### TASK TO COMPLETE
Convert the entries below into a JSON list of strings with one string per line, skipping blank lines and covering every entry. Leave the pictures out of your answer.
-- begin MATERIAL TO PROCESS --
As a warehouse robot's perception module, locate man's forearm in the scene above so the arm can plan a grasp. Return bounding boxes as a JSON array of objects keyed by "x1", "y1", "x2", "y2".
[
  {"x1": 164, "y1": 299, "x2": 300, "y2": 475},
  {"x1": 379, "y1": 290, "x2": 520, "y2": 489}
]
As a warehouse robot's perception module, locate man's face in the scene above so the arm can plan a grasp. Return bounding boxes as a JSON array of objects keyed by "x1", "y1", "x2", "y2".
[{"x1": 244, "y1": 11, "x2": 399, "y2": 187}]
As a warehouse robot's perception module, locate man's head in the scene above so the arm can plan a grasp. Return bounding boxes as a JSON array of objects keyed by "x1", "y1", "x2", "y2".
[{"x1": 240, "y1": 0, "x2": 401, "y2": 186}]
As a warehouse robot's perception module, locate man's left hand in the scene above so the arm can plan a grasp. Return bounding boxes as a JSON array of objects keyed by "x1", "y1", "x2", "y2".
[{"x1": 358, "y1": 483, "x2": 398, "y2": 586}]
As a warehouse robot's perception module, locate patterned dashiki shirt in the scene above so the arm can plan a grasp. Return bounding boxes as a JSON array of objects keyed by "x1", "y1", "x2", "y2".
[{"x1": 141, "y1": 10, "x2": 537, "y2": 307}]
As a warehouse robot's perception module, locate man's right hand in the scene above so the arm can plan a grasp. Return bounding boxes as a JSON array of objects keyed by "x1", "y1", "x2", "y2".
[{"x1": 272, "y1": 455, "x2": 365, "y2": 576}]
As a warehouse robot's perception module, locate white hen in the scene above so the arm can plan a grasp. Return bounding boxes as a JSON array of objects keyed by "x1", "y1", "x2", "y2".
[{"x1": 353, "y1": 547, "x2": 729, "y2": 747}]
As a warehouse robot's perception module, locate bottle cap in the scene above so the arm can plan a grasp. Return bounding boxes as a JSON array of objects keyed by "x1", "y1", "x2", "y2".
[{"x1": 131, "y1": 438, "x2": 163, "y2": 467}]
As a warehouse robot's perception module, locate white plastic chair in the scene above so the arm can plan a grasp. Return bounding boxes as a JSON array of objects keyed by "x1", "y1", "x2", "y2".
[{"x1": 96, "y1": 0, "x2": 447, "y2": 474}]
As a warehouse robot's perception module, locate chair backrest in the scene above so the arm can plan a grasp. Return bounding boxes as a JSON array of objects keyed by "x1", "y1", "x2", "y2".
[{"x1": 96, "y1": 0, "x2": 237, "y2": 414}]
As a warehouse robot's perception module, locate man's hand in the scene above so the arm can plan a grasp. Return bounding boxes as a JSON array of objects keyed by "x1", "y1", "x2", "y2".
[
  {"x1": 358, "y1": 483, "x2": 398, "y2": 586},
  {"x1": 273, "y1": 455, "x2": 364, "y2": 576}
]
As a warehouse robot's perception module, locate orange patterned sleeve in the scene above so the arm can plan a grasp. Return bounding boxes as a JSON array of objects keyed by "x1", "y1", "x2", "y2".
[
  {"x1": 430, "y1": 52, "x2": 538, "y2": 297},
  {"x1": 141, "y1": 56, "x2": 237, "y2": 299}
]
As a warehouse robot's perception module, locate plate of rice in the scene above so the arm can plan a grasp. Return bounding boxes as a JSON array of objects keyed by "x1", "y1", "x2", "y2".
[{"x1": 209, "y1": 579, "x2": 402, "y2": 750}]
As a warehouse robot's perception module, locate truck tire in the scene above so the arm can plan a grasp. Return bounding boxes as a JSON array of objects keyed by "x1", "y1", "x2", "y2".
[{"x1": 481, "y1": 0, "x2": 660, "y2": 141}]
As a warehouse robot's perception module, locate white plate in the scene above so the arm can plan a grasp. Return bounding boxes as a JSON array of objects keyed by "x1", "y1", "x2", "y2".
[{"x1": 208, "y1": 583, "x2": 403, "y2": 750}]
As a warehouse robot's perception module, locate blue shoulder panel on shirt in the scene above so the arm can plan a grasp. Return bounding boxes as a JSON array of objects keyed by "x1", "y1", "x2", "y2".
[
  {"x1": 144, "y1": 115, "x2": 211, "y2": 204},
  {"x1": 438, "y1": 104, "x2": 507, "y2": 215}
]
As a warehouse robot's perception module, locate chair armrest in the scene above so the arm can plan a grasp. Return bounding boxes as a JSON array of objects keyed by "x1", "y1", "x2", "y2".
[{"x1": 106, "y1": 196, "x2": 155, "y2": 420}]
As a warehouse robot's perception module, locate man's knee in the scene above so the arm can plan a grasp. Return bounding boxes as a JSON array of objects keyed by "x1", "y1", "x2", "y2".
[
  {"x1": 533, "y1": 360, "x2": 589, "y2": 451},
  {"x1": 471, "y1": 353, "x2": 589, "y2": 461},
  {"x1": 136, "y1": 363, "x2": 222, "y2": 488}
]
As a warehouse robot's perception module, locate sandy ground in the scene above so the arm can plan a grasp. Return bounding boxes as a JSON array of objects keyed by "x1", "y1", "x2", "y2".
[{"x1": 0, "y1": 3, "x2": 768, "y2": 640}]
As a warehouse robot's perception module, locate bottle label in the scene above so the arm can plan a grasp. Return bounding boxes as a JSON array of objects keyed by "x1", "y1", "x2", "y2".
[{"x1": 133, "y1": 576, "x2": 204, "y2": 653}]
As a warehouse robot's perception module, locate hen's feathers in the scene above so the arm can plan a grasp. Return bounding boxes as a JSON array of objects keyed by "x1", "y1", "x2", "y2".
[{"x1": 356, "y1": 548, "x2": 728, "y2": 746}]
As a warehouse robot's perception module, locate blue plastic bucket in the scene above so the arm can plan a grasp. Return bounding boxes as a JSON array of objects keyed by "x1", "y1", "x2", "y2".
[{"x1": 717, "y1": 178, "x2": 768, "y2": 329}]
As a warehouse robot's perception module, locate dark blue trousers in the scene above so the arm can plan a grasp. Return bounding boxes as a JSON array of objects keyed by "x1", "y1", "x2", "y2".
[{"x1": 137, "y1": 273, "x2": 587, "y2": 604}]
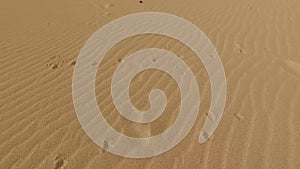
-- end MATERIAL TO PROCESS --
### RESULT OF THE EXERCISE
[
  "As a warehouse robot's perception module, locate man's forearm in the scene above so the arm can plan a grasp. Return bounding boxes as a JSON array of objects keyed by \"x1\", \"y1\", \"x2\", \"y2\".",
  "[",
  "  {\"x1\": 164, \"y1\": 299, \"x2\": 300, \"y2\": 475},",
  "  {\"x1\": 379, \"y1\": 290, \"x2\": 520, \"y2\": 489}",
  "]",
  "As a warehouse robot's perception module, locate man's face in the scene above so the arm can plan a grasp. Return bounding boxes as a JSON array of objects keyed by \"x1\", \"y1\", \"x2\", \"y2\".",
  "[{\"x1\": 244, \"y1\": 11, \"x2\": 399, \"y2\": 187}]",
  "As a warehouse robot's perception module, locate man's head in the scene above so the arm can plan a grasp. Return bounding boxes as a JSON array of objects keyed by \"x1\", \"y1\", \"x2\", \"y2\".",
  "[{\"x1\": 240, \"y1\": 0, \"x2\": 401, \"y2\": 186}]",
  "As a warehouse robot's perception module, locate man's left hand in the scene above so the arm can plan a grasp. Return bounding boxes as a JSON array of objects keyed by \"x1\", \"y1\", \"x2\", \"y2\".",
  "[{\"x1\": 358, \"y1\": 483, \"x2\": 398, \"y2\": 586}]",
  "As a warehouse robot's perception module, locate patterned dashiki shirt in the scene above so the arm can plan a grasp. Return bounding boxes as a JSON array of objects keyed by \"x1\", \"y1\", \"x2\", \"y2\".",
  "[{\"x1\": 141, \"y1\": 10, \"x2\": 537, \"y2\": 307}]",
  "As a warehouse robot's perception module, locate man's right hand in the scene above so the arm can plan a grasp. Return bounding boxes as a JSON array of objects keyed by \"x1\", \"y1\", \"x2\", \"y2\".",
  "[{\"x1\": 272, \"y1\": 455, \"x2\": 365, \"y2\": 576}]",
  "As a warehouse robot's perception module, locate white hen in the scene above so the arm can plan a grasp. Return bounding boxes as a JSON array of objects keyed by \"x1\", \"y1\", \"x2\", \"y2\".",
  "[{\"x1\": 353, \"y1\": 547, \"x2\": 729, \"y2\": 747}]",
  "As a warehouse robot's perception module, locate bottle cap in the scene above so the arm can plan a grasp. Return bounding boxes as a JSON array of objects keyed by \"x1\", \"y1\", \"x2\", \"y2\".",
  "[{\"x1\": 131, \"y1\": 438, \"x2\": 163, \"y2\": 467}]",
  "As a warehouse robot's perception module, locate white plastic chair in the scene above so the arm can plan a grasp. Return bounding boxes as a JSON array of objects keyed by \"x1\", \"y1\", \"x2\", \"y2\".",
  "[{\"x1\": 96, \"y1\": 0, \"x2\": 447, \"y2\": 474}]",
  "As a warehouse robot's perception module, locate chair backrest in the scene above so the arm can plan a grasp. Return bounding boxes as a JSON array of objects keyed by \"x1\", \"y1\", \"x2\", \"y2\".",
  "[{\"x1\": 96, \"y1\": 0, \"x2\": 237, \"y2\": 414}]",
  "As a warehouse robot's perception module, locate man's hand in the scene above so the arm can plan a grasp. Return bounding boxes as a JSON array of objects keyed by \"x1\", \"y1\", \"x2\", \"y2\".",
  "[",
  "  {\"x1\": 358, \"y1\": 483, \"x2\": 398, \"y2\": 586},",
  "  {\"x1\": 273, \"y1\": 455, \"x2\": 364, \"y2\": 576}",
  "]",
  "As a warehouse robot's perception module, locate orange patterned sleeve in the scene above so the arm can plan a grasp. Return bounding boxes as a JSON array of objects keyed by \"x1\", \"y1\", \"x2\", \"y2\".",
  "[",
  "  {\"x1\": 430, \"y1\": 52, \"x2\": 538, \"y2\": 297},",
  "  {\"x1\": 141, \"y1\": 56, \"x2\": 237, \"y2\": 299}",
  "]",
  "As a warehouse robot's perception module, locate plate of rice in the scene above so the arm can plan a grasp. Return bounding boxes as a JSON array of objects keyed by \"x1\", \"y1\", \"x2\", \"y2\".",
  "[{\"x1\": 209, \"y1\": 579, \"x2\": 402, \"y2\": 750}]",
  "As a warehouse robot's perception module, locate truck tire in the scene above so the arm can plan a grasp. Return bounding boxes as a JSON array of objects keyed by \"x1\", \"y1\", \"x2\", \"y2\".",
  "[{\"x1\": 481, \"y1\": 0, \"x2\": 660, \"y2\": 141}]",
  "As a warehouse robot's perception module, locate white plate in the scene above so the arm can plan a grasp. Return bounding boxes as a JSON array of objects keyed by \"x1\", \"y1\", \"x2\", \"y2\".",
  "[{\"x1\": 208, \"y1\": 583, \"x2\": 403, \"y2\": 750}]",
  "As a warehouse robot's perception module, locate blue shoulder panel on shirt in the scene above so the arm can plan a grasp. Return bounding boxes as a JSON array of objects keyed by \"x1\", \"y1\", \"x2\", \"y2\".",
  "[",
  "  {\"x1\": 144, \"y1\": 115, \"x2\": 211, \"y2\": 204},",
  "  {\"x1\": 438, \"y1\": 104, \"x2\": 507, \"y2\": 215}",
  "]",
  "As a warehouse robot's perception module, locate chair armrest in the scene above so the arm can plan a grasp. Return bounding boxes as a JSON array of objects keyed by \"x1\", \"y1\", \"x2\", \"y2\".",
  "[{\"x1\": 106, \"y1\": 196, \"x2\": 155, \"y2\": 420}]",
  "As a warehouse robot's perception module, locate man's knee in the scene above so the arm can plan a grasp. Return bounding boxes as a JSON array of objects keyed by \"x1\", \"y1\", \"x2\", \"y2\".",
  "[",
  "  {\"x1\": 533, \"y1\": 360, \"x2\": 589, \"y2\": 451},",
  "  {\"x1\": 471, \"y1\": 353, \"x2\": 589, \"y2\": 461},",
  "  {\"x1\": 136, \"y1\": 363, \"x2\": 222, \"y2\": 488}",
  "]",
  "As a warehouse robot's perception module, locate sandy ground in the scene above so the arm can plan a grasp. Return bounding boxes as a JSON array of objects keyed by \"x1\", \"y1\", \"x2\", \"y2\".",
  "[{\"x1\": 0, \"y1\": 3, \"x2\": 768, \"y2\": 640}]",
  "As a warehouse robot's perception module, locate bottle label in the scene above so the arm can plan a grasp. Return bounding boxes as a JSON array of objects keyed by \"x1\", \"y1\", \"x2\", \"y2\".",
  "[{\"x1\": 133, \"y1\": 576, \"x2\": 204, \"y2\": 653}]",
  "As a warehouse robot's perception module, locate hen's feathers in the scene above so the arm can plan a grasp. Return bounding boxes as a JSON array of objects keyed by \"x1\", \"y1\", \"x2\", \"y2\".",
  "[{\"x1\": 356, \"y1\": 548, \"x2\": 728, \"y2\": 746}]",
  "As a warehouse robot's perception module, locate blue plastic bucket in the scene above so the arm can plan a grasp. Return bounding boxes as a JSON array of objects keyed by \"x1\", \"y1\", \"x2\", \"y2\".",
  "[{\"x1\": 717, \"y1\": 178, \"x2\": 768, \"y2\": 329}]",
  "As a warehouse robot's perception module, locate dark blue trousers in the scene above so the arm can plan a grasp. Return bounding boxes as a JSON array of objects keyed by \"x1\", \"y1\", \"x2\", \"y2\".",
  "[{\"x1\": 137, \"y1\": 273, \"x2\": 587, \"y2\": 604}]"
]